# PROVIDED TEXT:
————————
Not excited? That's an understatement - it's the sort of thing that
gives me nightmares.

We've *been here before*. We've been telling application developer's
to use fsync/fdatasync() since the O_PONIES saga so we don't end up
back in that world of hurt. Yet here you are advocating that
application developers go back down the rat hole of relying on
implicit side effects of the design of a specific filesystem
configuration to provide them with data integrity guarantees....

> But if XFS is doing something sufficiently clever that
> sync_file_range() isn't going to do the right thing, and if we
> presume that abusive applications will always exist, then maybe
> it's time to consider implementing a new system call which has
> very well defined semantics,

That's fine - go and define the requirements for an
rename_datasync() syscall, write a bunch of xfstests to ensure the
API is usable and provides the required behaviour. Then do a slow
generic implementation that you wire all the filesystems up to so
it's available to everyone (i.e. no fs probing needed).
Applications can start using it immediately, knowing it will work on
every filesystem. i.e:

generic_rename_datasync()
{
vfs_fsync(src);
->rename()
}

At that point you can implement a fast, optimal implementation in
ext3/4 that nobody outside ext3/4 needs to care about how it works.
The BTRFS guys can optimise it appropriately in their own time, as
can us XFS people. But the most important point is that we start
with on implementation that *works everywhere*...

> Personally, I think application programmers *shouldn't* need such
> a facility, if their applications are competently designed and
> implemented. But unfortunately, they outnumber us file system
> developers, and apparently many of them seem to want to do things
> their way, whether we like it or not.

And you're too afraid to call out someone when they are doing something
stupid. If you don't call them out, they'll keep doing stupid things
and the problems will never get solved.

Cheers,

Dave.
--
Dave Chinner
[email protected]
————————
# DATA SHOWN:
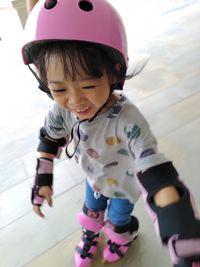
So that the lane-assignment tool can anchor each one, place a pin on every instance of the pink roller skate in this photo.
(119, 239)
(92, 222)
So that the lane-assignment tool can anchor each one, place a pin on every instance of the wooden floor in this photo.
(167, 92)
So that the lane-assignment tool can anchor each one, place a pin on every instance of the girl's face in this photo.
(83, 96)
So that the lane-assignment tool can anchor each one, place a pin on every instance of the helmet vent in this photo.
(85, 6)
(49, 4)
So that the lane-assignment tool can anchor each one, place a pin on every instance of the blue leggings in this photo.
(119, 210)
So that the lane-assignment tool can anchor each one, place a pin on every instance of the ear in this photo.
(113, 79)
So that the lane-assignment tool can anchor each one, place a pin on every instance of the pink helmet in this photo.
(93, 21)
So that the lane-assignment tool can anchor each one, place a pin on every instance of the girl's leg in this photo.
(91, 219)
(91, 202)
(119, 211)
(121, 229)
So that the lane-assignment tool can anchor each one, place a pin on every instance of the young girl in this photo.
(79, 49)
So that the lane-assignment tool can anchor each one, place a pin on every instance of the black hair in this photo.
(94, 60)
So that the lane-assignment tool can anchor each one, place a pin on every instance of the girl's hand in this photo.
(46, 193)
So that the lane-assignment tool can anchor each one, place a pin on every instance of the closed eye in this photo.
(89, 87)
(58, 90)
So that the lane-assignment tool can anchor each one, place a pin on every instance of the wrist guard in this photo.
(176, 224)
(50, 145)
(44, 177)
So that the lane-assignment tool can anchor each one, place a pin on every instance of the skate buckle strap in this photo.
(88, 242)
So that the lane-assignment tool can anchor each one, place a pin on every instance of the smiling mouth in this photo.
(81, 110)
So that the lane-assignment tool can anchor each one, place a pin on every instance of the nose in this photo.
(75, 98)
————————
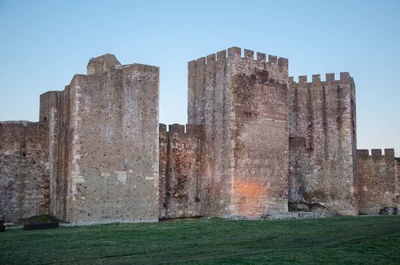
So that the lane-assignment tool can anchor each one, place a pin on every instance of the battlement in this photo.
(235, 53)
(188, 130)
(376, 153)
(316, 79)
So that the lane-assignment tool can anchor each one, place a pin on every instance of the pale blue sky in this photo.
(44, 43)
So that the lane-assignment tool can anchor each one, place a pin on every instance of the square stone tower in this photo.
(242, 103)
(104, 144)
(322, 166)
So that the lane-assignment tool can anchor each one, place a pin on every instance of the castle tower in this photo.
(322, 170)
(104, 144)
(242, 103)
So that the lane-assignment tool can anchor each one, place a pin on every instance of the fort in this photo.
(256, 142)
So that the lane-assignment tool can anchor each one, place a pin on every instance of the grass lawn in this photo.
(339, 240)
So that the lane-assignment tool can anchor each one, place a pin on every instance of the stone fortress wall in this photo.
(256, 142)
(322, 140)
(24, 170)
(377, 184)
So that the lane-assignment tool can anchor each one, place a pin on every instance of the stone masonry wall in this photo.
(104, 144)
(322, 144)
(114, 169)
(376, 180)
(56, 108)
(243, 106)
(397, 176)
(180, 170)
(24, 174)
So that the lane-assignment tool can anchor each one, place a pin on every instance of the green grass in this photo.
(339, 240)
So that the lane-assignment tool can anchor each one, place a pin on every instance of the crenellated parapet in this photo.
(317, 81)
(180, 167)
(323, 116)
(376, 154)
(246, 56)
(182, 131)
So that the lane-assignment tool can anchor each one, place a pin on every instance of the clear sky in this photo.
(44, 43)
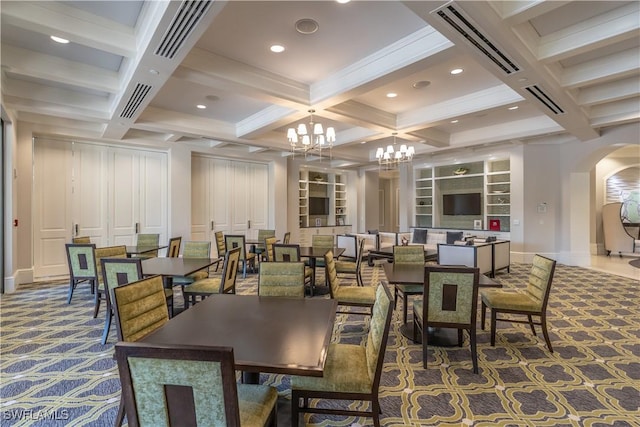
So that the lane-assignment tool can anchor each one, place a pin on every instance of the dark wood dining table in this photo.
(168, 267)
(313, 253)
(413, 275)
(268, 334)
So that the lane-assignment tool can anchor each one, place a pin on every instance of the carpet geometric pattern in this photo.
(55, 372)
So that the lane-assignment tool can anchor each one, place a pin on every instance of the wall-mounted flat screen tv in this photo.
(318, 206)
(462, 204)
————————
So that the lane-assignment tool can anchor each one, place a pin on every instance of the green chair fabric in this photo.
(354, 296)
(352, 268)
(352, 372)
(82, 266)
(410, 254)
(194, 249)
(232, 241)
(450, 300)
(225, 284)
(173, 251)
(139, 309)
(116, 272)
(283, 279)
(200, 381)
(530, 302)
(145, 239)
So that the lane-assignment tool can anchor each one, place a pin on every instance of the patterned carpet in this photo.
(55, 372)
————————
# AIM 1:
In the post, what does the generic rename_datasync() sketch call before ->rename()?
# AIM 2:
Name every filesystem the post mentions.
The listing has no connection to the post.

# CORRECT RESULT 1:
vfs_fsync(src)

# CORRECT RESULT 2:
ext3, ext4, BTRFS, XFS